# What to produce
Reproduce the entries below, please. Keep every character the same.

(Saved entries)
- - - -
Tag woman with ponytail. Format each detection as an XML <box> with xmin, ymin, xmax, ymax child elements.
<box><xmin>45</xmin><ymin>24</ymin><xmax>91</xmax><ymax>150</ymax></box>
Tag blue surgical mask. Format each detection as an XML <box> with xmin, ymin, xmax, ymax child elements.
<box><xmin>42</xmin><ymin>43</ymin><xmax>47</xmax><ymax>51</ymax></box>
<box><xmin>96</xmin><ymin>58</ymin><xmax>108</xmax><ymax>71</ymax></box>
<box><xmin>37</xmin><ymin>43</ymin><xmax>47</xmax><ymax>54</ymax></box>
- - - -
# Exercise output
Tag woman with ponytail. Format each detection as an XML <box> with xmin, ymin, xmax, ymax child elements.
<box><xmin>45</xmin><ymin>24</ymin><xmax>91</xmax><ymax>150</ymax></box>
Tag blue surgical mask. Format each detection as an XML <box> with xmin, ymin, xmax, ymax child elements.
<box><xmin>42</xmin><ymin>43</ymin><xmax>47</xmax><ymax>51</ymax></box>
<box><xmin>96</xmin><ymin>58</ymin><xmax>108</xmax><ymax>71</ymax></box>
<box><xmin>37</xmin><ymin>43</ymin><xmax>47</xmax><ymax>54</ymax></box>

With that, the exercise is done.